* BEGIN Entries provided *
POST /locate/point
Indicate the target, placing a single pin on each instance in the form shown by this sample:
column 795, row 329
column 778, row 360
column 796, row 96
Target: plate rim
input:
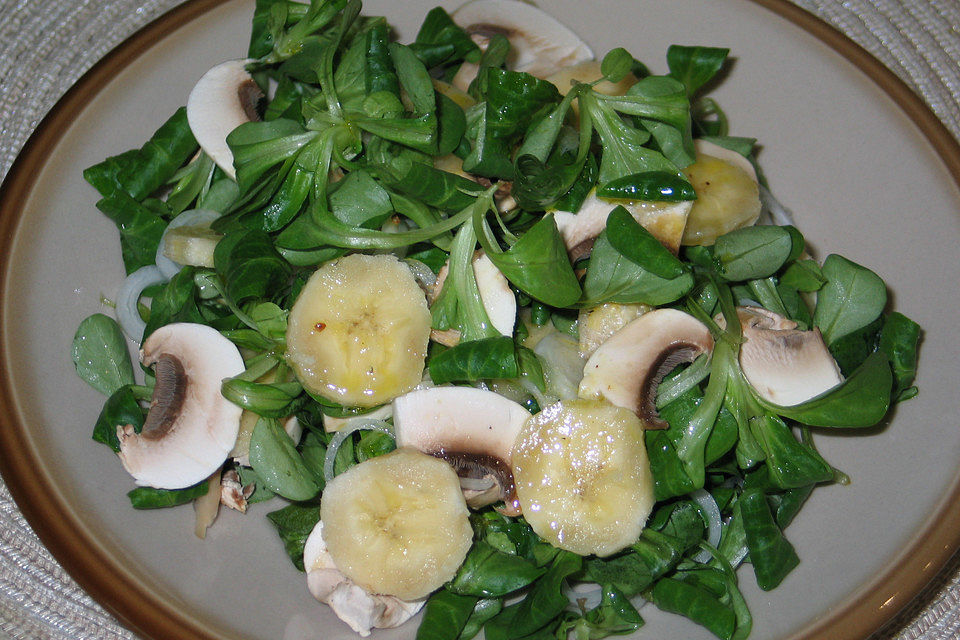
* END Entries provided *
* BEGIN Entries provided *
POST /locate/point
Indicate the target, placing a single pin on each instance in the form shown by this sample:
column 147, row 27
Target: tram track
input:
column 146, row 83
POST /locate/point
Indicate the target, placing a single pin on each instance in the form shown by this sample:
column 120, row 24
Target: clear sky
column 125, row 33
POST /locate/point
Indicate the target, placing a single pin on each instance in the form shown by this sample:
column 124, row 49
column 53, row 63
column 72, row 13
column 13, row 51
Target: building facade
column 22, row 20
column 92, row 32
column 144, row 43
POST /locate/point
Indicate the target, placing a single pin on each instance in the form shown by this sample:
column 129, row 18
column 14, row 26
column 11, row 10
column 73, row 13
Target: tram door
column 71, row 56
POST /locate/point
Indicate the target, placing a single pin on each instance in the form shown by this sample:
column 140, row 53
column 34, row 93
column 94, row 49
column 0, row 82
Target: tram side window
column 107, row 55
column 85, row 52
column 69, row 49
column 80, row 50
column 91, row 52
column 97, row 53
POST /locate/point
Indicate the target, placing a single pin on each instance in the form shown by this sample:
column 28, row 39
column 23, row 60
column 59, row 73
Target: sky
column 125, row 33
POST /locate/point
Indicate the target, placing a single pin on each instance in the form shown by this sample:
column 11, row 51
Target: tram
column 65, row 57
* END Entries provided *
**Aim**
Count the lines in the listing that contain the string "tram", treating uppercase and lowercase as different, and reply with the number alone.

**Solution to the problem**
4